(Saved entries)
▽
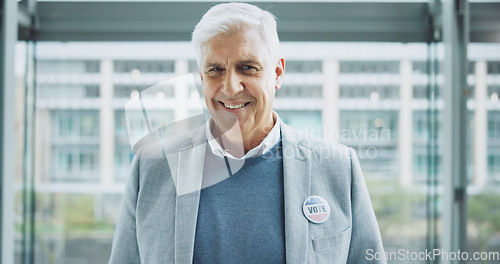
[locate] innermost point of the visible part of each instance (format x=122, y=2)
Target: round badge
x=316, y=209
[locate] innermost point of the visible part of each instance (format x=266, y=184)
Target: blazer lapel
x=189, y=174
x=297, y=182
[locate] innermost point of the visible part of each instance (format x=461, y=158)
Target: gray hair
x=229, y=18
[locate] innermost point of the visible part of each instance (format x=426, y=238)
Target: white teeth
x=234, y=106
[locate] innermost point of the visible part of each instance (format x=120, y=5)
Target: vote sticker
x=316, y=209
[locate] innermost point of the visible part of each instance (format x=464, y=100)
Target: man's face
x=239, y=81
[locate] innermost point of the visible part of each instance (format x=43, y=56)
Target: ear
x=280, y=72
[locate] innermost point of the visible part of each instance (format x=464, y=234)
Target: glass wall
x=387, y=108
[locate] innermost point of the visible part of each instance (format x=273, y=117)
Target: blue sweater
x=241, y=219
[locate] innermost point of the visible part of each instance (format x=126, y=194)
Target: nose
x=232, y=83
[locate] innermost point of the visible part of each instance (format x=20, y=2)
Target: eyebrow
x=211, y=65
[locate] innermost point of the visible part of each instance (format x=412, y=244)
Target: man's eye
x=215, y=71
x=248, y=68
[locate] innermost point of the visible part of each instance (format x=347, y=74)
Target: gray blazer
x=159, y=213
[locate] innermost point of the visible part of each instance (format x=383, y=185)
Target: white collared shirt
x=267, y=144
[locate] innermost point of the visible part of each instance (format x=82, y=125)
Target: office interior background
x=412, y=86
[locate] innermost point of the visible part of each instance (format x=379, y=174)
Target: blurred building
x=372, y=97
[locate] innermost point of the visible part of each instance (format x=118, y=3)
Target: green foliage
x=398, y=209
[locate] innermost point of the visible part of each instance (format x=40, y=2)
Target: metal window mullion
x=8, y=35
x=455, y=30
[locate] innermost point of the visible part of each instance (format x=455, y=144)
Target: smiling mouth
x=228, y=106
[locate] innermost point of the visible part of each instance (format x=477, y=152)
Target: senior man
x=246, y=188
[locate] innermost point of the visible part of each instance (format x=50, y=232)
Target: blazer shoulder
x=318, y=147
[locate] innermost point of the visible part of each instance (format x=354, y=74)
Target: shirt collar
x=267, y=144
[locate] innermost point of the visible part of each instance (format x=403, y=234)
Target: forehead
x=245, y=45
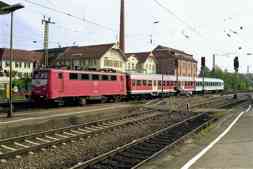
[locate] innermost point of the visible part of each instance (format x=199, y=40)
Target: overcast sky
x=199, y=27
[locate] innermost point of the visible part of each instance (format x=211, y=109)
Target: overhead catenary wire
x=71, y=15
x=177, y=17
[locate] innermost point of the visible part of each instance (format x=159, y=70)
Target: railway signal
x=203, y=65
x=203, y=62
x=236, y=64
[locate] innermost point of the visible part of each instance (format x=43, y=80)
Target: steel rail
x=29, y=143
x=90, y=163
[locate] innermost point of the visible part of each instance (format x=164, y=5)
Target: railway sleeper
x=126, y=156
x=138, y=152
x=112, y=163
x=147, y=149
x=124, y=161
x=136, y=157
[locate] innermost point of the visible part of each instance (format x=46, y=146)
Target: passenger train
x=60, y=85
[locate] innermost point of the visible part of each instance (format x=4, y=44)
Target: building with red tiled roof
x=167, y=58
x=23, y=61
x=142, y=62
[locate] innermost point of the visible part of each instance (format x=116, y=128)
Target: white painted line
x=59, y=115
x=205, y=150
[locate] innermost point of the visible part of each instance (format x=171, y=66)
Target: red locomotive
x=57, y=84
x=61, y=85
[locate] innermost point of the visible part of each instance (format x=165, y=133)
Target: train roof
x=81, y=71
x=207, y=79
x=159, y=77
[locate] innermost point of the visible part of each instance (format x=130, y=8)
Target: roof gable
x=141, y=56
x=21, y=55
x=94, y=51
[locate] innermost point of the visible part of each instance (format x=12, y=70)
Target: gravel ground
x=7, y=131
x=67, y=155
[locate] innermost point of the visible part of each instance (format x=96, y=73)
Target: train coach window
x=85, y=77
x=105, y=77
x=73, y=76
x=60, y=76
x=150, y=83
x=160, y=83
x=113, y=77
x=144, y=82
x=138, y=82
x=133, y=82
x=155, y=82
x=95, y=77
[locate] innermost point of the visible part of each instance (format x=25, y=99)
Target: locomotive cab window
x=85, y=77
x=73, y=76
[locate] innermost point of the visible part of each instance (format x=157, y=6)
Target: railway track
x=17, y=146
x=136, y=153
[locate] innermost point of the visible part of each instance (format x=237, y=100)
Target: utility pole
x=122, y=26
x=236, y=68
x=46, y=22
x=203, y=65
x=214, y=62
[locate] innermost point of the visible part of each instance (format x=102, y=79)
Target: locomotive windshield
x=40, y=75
△
▽
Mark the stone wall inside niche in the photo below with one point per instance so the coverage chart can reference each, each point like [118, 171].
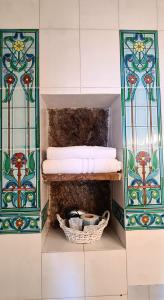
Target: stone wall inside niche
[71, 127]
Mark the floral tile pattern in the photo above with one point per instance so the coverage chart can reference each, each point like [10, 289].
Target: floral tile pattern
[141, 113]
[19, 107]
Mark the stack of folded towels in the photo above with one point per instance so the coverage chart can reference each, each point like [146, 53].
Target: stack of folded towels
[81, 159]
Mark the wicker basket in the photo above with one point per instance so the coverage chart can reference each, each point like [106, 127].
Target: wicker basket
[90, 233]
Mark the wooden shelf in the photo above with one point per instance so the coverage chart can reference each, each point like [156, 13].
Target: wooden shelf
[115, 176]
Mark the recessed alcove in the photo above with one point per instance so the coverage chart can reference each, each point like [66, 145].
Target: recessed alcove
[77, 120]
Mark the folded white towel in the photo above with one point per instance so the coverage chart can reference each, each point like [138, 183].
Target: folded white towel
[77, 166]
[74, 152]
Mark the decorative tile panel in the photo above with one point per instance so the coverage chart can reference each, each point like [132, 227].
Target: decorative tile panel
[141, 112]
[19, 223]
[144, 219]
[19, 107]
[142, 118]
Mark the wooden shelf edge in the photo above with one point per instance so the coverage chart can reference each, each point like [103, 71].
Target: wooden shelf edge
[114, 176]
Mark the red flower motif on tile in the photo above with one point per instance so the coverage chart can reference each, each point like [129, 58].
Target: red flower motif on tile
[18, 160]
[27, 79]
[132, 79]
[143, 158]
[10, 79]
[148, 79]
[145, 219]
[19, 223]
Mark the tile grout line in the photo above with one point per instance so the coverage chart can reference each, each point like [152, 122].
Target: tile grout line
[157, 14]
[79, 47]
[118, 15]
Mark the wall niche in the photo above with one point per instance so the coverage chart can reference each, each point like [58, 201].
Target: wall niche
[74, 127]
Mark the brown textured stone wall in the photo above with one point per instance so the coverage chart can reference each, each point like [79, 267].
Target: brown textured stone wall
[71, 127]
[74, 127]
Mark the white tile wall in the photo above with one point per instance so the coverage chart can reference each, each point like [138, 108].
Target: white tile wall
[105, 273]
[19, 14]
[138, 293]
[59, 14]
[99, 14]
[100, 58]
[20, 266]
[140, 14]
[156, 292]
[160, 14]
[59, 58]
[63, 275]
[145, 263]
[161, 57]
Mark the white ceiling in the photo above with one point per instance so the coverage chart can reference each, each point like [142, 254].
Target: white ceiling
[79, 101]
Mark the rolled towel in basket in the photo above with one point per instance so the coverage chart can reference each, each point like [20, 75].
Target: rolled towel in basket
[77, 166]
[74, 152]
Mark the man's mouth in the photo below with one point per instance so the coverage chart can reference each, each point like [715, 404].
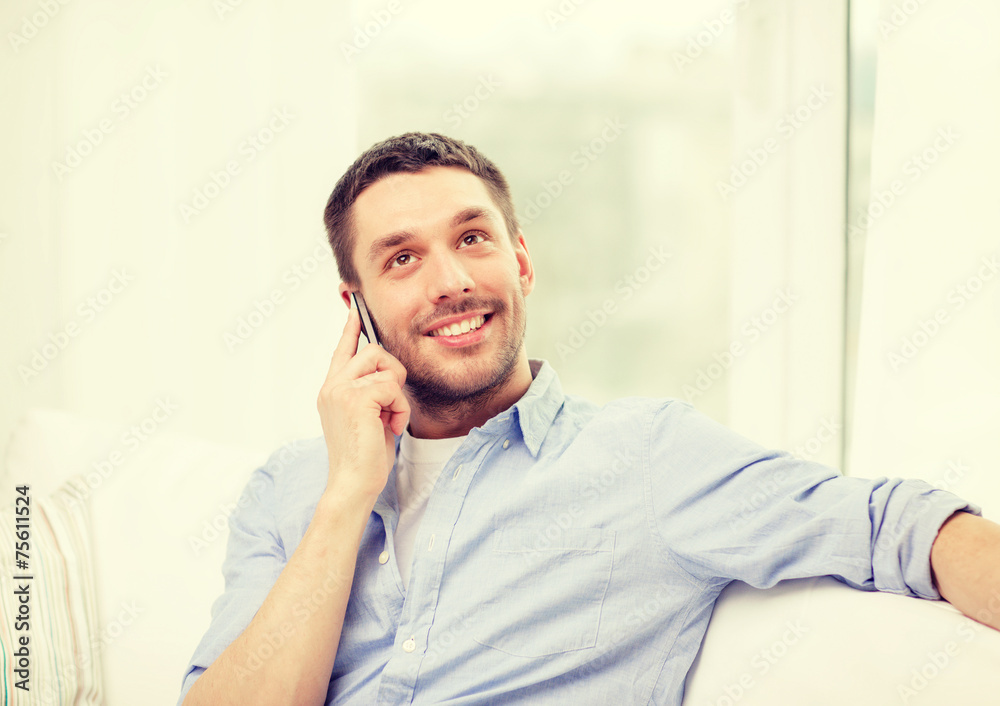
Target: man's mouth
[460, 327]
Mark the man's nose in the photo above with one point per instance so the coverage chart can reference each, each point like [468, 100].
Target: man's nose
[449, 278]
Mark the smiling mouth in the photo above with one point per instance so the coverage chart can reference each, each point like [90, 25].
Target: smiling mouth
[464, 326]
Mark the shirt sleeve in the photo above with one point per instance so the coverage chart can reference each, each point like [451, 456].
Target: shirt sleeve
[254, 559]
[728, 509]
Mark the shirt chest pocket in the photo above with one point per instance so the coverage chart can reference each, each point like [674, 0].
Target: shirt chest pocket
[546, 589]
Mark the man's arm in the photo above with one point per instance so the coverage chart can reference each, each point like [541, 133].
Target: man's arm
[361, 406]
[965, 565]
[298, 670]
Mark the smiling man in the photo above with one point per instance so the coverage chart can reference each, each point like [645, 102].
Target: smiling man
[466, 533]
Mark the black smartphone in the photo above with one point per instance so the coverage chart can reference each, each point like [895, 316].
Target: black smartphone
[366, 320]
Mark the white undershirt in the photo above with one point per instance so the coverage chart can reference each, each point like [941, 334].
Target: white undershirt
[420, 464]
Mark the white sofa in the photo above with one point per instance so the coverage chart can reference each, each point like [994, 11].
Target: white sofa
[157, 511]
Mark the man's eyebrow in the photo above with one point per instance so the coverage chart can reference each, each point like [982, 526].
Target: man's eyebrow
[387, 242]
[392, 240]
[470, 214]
△
**Prompt**
Your answer should be a single number: the count of lines in the entries that hold the string "below".

**Reply**
2